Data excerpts
══════
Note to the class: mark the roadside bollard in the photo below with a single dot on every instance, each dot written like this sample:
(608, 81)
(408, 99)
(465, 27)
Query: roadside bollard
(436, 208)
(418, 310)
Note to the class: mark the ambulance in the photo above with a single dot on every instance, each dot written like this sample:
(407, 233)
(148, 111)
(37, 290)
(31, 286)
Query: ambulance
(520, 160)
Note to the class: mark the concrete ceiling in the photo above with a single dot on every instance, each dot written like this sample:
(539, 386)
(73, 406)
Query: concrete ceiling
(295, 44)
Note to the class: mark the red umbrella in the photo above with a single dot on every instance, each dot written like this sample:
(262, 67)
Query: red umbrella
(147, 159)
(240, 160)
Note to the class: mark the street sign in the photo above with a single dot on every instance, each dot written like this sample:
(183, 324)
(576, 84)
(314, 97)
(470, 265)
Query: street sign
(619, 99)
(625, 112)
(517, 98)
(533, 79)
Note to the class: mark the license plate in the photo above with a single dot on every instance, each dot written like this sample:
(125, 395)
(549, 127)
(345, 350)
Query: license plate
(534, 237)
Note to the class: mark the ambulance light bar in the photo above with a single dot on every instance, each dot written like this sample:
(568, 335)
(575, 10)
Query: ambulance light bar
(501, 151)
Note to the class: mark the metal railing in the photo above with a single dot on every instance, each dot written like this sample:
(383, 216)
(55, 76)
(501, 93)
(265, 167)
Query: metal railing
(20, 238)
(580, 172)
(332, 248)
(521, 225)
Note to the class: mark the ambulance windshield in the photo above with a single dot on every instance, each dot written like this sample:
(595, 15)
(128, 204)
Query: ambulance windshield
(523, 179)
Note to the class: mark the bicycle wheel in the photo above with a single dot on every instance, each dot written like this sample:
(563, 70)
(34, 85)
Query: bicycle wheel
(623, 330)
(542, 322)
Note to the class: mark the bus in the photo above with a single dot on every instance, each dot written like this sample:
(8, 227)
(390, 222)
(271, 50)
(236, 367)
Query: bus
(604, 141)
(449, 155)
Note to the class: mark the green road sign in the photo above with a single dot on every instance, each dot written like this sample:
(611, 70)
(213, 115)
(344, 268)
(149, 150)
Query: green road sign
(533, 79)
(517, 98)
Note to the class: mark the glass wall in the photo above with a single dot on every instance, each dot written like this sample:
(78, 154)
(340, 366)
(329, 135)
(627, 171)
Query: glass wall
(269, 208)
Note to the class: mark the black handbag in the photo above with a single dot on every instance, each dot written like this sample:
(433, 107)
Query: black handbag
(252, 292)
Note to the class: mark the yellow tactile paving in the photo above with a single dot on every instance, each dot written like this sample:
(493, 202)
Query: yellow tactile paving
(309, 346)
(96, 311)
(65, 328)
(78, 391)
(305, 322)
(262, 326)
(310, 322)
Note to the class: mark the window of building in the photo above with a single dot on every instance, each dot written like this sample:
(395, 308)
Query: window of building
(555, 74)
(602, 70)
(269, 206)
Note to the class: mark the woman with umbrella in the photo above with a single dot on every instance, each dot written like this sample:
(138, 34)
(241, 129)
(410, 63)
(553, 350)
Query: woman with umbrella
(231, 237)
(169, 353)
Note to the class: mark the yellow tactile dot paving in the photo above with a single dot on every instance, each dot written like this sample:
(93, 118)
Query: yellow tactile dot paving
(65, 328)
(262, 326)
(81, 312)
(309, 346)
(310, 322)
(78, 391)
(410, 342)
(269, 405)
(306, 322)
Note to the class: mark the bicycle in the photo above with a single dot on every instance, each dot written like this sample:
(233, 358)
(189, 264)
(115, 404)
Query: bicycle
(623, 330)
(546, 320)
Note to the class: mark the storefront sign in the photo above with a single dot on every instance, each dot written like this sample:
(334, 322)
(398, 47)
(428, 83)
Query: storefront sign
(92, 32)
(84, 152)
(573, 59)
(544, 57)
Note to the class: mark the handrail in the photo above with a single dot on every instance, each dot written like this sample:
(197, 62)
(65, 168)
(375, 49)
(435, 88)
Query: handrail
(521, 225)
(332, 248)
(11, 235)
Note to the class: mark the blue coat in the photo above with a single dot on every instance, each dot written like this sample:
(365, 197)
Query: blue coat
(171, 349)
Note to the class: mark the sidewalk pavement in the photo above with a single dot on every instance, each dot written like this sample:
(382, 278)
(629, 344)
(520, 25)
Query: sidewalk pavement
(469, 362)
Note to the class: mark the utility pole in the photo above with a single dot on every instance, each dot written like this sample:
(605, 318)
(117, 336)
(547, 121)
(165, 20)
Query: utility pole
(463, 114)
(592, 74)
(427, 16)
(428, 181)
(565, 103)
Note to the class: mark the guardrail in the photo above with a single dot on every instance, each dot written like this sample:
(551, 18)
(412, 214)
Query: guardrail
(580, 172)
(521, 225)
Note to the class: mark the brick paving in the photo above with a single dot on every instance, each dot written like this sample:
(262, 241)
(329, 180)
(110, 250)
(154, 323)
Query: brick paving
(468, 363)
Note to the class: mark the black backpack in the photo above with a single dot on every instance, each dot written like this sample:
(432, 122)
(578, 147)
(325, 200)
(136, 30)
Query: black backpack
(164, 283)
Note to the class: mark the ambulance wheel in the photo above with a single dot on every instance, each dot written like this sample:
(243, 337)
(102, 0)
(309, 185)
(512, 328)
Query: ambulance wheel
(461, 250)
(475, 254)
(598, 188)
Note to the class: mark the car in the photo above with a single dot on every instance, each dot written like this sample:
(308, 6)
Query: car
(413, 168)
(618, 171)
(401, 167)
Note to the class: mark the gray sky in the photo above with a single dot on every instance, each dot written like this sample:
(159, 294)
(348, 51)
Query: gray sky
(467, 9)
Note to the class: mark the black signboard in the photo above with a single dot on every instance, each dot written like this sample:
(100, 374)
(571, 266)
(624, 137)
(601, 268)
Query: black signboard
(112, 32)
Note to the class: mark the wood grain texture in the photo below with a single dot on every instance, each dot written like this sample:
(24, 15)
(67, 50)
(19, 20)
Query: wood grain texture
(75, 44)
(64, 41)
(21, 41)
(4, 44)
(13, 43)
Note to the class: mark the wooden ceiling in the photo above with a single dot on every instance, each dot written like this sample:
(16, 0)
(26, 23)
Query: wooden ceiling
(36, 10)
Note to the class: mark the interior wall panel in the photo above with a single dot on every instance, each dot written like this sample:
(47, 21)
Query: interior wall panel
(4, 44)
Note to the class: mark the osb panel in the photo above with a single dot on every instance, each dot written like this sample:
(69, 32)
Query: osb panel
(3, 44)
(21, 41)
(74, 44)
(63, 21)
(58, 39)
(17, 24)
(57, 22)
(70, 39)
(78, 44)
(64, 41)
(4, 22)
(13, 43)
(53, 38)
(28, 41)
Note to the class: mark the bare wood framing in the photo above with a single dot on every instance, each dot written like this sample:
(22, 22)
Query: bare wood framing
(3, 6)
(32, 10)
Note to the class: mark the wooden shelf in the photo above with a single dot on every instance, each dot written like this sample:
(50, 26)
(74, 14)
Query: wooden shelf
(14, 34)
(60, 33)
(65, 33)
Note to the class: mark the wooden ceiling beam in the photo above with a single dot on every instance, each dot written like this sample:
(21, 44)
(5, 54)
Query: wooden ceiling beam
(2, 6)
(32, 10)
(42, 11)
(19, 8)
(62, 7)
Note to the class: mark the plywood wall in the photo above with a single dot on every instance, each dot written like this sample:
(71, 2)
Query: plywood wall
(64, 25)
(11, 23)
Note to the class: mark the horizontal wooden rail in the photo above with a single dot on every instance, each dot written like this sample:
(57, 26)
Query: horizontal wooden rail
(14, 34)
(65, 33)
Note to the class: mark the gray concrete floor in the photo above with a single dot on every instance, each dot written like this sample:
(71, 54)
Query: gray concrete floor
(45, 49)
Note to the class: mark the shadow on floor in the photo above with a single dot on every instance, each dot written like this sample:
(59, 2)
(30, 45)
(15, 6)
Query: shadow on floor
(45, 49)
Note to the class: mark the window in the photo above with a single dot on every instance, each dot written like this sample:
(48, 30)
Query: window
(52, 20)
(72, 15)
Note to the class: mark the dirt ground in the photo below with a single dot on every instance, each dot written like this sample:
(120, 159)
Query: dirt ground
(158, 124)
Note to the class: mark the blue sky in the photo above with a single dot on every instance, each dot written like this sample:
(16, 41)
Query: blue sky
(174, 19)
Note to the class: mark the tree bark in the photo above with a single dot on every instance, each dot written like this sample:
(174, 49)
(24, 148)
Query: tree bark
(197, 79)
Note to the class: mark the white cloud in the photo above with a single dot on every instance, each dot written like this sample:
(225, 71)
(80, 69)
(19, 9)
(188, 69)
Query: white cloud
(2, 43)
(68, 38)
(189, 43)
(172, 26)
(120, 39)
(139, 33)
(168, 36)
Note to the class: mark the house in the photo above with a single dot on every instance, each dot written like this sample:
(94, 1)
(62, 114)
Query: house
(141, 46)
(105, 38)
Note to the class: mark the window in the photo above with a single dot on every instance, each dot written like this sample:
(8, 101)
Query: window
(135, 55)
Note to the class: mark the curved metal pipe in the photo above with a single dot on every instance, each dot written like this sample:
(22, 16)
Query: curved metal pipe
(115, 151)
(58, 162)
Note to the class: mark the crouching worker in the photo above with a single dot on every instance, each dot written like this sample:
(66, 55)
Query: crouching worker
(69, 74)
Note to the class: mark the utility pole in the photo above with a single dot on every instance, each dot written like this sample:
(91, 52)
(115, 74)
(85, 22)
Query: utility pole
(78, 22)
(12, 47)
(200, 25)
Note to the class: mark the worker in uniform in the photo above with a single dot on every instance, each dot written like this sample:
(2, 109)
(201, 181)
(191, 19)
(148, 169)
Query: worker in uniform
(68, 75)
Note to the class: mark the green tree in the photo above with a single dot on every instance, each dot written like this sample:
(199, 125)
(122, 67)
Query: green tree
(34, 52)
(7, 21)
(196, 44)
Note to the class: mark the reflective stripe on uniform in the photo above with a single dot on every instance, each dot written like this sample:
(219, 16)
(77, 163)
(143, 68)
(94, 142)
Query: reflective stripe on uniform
══════
◆ What to produce ◆
Which lines above hold the string "below"? Please copy all of them.

◆ Exercise solution ◆
Note to the class: mark the roadside bollard in the photo below with a single dot on every instance, each dot written like this sample:
Note to the class: mark the wood grain texture in the photo below with a single dot on every instance, each dot written like this sample:
Note to the class: mark the dirt ground in the photo below with a single dot on every instance, each dot written like this sample:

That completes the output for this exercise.